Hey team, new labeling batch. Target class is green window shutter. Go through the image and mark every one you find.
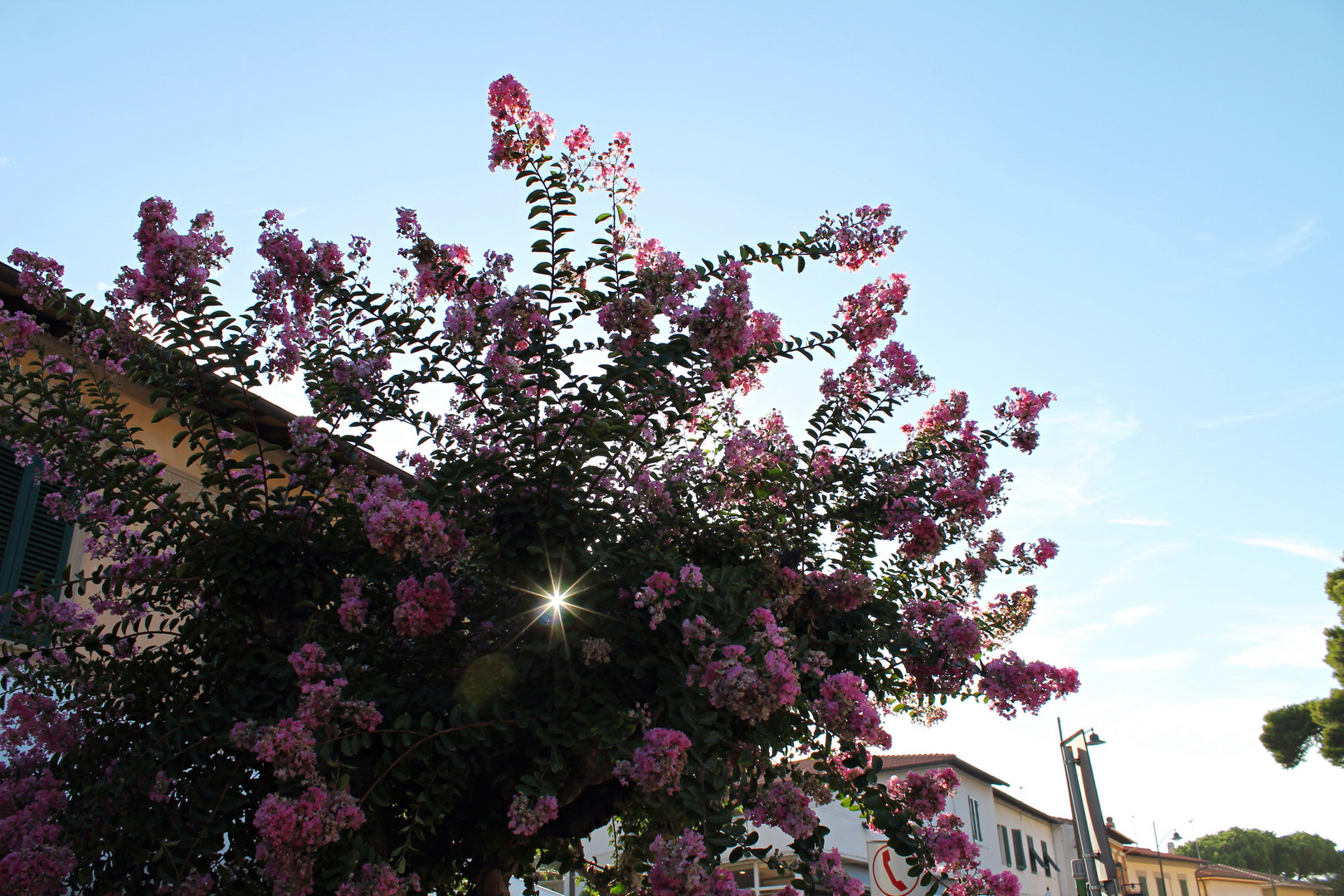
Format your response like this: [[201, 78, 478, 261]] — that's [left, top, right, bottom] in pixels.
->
[[0, 446, 74, 594], [0, 445, 24, 556], [19, 485, 74, 588]]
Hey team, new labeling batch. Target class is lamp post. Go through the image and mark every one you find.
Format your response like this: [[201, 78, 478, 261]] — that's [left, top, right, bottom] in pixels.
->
[[1055, 718, 1117, 896], [1153, 821, 1181, 896]]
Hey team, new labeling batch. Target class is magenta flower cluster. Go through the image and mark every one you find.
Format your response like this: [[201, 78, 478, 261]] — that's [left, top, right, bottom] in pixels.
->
[[613, 728, 691, 794], [980, 650, 1078, 718], [508, 794, 561, 837], [359, 475, 466, 562], [811, 849, 865, 896], [743, 778, 817, 840], [392, 572, 457, 638], [648, 827, 752, 896], [811, 672, 891, 747]]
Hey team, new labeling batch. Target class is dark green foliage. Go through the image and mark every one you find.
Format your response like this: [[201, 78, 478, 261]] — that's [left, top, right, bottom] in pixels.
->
[[1261, 567, 1344, 768]]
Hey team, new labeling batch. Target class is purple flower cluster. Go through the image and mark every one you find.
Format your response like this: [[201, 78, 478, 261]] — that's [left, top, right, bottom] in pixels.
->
[[811, 672, 891, 747], [486, 75, 555, 171], [980, 650, 1078, 718], [108, 196, 234, 321], [811, 849, 864, 896], [808, 570, 872, 612], [995, 387, 1056, 454], [359, 475, 466, 562], [743, 778, 817, 840], [254, 785, 364, 896], [649, 827, 752, 896], [817, 202, 906, 270], [508, 794, 561, 837], [336, 863, 421, 896], [613, 728, 691, 794], [253, 208, 349, 377], [887, 768, 961, 821], [392, 572, 457, 638]]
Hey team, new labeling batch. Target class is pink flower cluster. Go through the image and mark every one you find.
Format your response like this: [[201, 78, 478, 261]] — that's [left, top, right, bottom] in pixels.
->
[[887, 768, 961, 821], [336, 863, 421, 896], [808, 570, 872, 612], [811, 849, 864, 896], [359, 475, 466, 562], [687, 644, 802, 724], [980, 650, 1078, 718], [392, 572, 457, 638], [11, 596, 98, 636], [648, 827, 752, 896], [397, 208, 472, 302], [614, 728, 691, 794], [902, 599, 985, 694], [508, 794, 561, 837], [680, 262, 780, 375], [995, 387, 1056, 454], [0, 309, 41, 362], [811, 672, 891, 747], [581, 638, 611, 666], [817, 202, 906, 270], [253, 208, 359, 376], [626, 566, 700, 629], [254, 785, 364, 896], [919, 813, 980, 874], [0, 760, 75, 896], [108, 196, 234, 321], [485, 75, 555, 171], [228, 644, 383, 783], [836, 274, 910, 352], [743, 778, 817, 840], [336, 575, 368, 631], [8, 249, 66, 308]]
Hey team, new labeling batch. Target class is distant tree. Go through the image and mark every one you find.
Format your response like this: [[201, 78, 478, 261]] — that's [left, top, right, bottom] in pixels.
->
[[1261, 567, 1344, 768], [1176, 827, 1344, 877]]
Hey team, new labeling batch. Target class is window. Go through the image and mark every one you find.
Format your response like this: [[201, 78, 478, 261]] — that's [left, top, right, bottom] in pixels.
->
[[1012, 827, 1027, 870], [0, 446, 74, 612]]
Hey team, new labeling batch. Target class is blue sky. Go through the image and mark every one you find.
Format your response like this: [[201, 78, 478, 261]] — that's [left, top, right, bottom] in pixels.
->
[[0, 0, 1344, 842]]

### WHAT YOU SHOULD DO
Can you reproduce the lines starting at the one that contains "Hey team, new labeling batch. Target class is dark" and ending at the one that contains "572, 457, 638]]", word for word, with both of those lines included?

### WRITTEN ANSWER
Hey team, new labeling batch. Target class is dark green foliage. Go through the image and mark every one you find.
Format your response like this: [[201, 78, 478, 261]] — that's [left, top, right, bottom] in pixels.
->
[[1261, 567, 1344, 768]]
Hey team, new labeling batch. Target class is purple flower cluster. Go through the image and mark every one you find.
Format your response like this: [[201, 78, 478, 261]] — that's [left, top, right, bottom] in pixels.
->
[[811, 672, 891, 747], [486, 75, 555, 171], [980, 650, 1078, 718], [108, 196, 234, 321], [811, 849, 864, 896], [808, 570, 872, 612], [995, 387, 1056, 454], [359, 475, 466, 562], [743, 778, 817, 840], [254, 785, 364, 896], [649, 827, 752, 896], [817, 202, 906, 270], [508, 794, 561, 837], [336, 863, 421, 896], [613, 728, 691, 794], [253, 208, 349, 377], [887, 768, 961, 821], [392, 572, 457, 638]]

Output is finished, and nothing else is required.